To be done. Copy every line below word for word, leaving out the pictures.

━━━

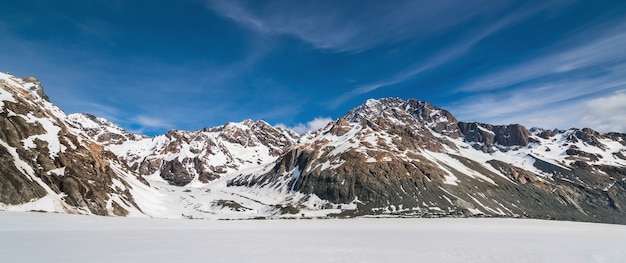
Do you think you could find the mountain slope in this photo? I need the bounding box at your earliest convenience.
[231,99,626,223]
[0,73,151,216]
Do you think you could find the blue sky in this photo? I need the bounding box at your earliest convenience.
[0,0,626,135]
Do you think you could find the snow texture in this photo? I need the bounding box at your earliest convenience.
[0,212,626,263]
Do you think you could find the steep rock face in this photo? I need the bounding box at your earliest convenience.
[0,74,626,224]
[85,120,299,186]
[458,122,530,152]
[0,73,145,215]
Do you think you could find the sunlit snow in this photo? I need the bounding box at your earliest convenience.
[0,212,626,262]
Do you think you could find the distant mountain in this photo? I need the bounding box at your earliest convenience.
[0,74,626,224]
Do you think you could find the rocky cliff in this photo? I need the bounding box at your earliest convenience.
[0,74,626,224]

━━━

The solution.
Do you think you could find the mountain slope in this photo? I need the bounding box at your earliest convenience.
[231,99,626,223]
[0,73,151,216]
Do you think you could find the blue sky in this photo? I need the bounding box at your earliest convenience.
[0,0,626,135]
Do you think you could find the snow texture in this photo? I need the bounding box at your earliest convenience.
[0,212,626,263]
Do you think you could find the steep rock face in this photo? I need the bounding box at your earliest convenience.
[0,74,626,224]
[85,120,299,186]
[458,122,530,152]
[0,73,145,215]
Do you think you could find the sunlit snow in this photo? I need the bounding box at your earliest convenience.
[0,212,626,262]
Do you think you could find the distant mountain in this photo? I need the bounding box at your earliest convenience.
[0,74,626,224]
Do you think you could find the rocky cliff in this photo? I need the bounding box at your earliest convenience.
[0,74,626,224]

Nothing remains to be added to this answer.